── SOURCE DATA
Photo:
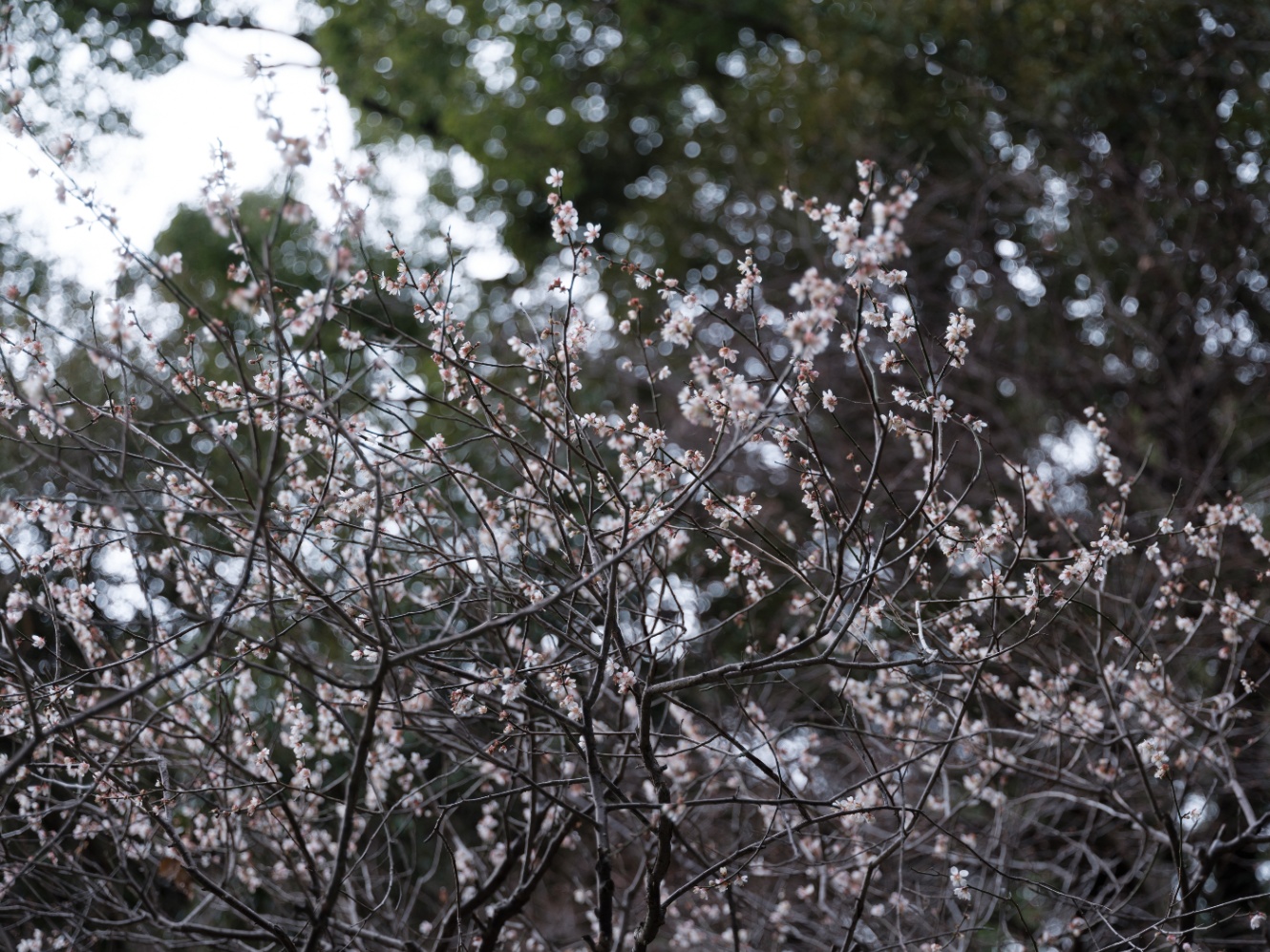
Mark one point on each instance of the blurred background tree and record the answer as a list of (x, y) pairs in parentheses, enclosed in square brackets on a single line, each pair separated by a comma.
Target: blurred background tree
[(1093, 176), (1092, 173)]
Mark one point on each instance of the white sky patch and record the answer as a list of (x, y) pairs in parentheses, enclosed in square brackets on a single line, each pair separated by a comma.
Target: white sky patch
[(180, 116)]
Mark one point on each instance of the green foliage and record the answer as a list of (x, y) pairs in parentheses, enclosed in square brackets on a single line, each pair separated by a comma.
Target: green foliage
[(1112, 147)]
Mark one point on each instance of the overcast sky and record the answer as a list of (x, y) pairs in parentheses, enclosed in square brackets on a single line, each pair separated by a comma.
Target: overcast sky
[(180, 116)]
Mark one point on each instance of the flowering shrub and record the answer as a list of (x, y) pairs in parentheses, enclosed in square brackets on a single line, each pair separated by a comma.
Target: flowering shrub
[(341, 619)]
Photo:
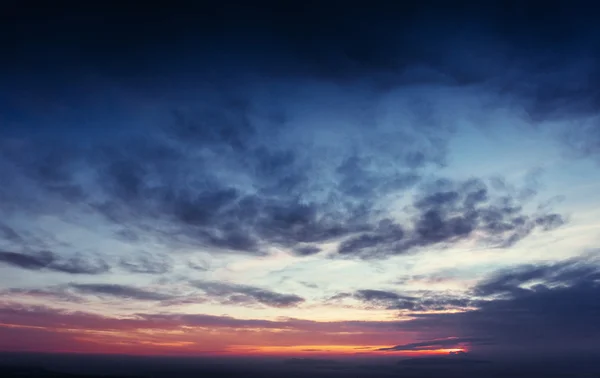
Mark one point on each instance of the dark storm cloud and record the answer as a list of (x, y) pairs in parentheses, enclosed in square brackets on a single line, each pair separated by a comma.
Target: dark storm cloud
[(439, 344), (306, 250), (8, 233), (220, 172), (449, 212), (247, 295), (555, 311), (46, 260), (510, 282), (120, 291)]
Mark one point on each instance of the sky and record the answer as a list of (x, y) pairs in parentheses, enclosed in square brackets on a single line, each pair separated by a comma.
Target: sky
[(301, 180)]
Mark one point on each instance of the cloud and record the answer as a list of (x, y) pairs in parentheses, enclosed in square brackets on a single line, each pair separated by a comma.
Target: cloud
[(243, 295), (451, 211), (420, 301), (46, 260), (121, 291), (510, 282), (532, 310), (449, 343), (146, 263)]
────
• [AIM]:
Can you output the material above, starting with its first line and going on through the line with "282), (120, 291)]", both included, with the pictures left out?

• [CORRECT RESULT]:
Photo:
Mark one point on each instance of the blurred background tree and record the answer as a list of (x, y) pairs in parentheses, enclosed in square brackets on a single line, each pair separated by a comma.
Target: blurred background tree
[(1093, 176), (1092, 173)]
Mark one point on each instance of the white sky patch and record the answer as a list of (x, y) pairs in parentheses, enclosed in square brackets on a single line, each pair separated by a comma.
Target: white sky patch
[(180, 116)]
Mark one point on each instance of the green foliage and record the answer as a list of (x, y) pairs in parentheses, enclosed in square brackets on a single line, each pair separated by a comma.
Target: green foliage
[(1112, 147)]
Mark one point on each instance of the overcast sky and record the answer as a list of (x, y) pairs in parentheses, enclosed in square brackets on a single line, each pair separated by a comma.
Target: overcast sky
[(180, 116)]
Mark one point on each instance of the flowering shrub and record the answer as a list of (x, y) pairs in parentheses, enclosed in square brackets on a single line, each pair separated by a comma.
Target: flowering shrub
[(341, 619)]
Photo:
Mark one point on each instance of the dark storm cloud and record the answer as a list of (x, y) pairs in parentheses, enclosed in square brackets on a single line, each pair separated by a comma.
Target: dark storm cloud
[(439, 344), (306, 250), (8, 233), (220, 172), (449, 212), (247, 295), (555, 311), (46, 260), (510, 282), (120, 291)]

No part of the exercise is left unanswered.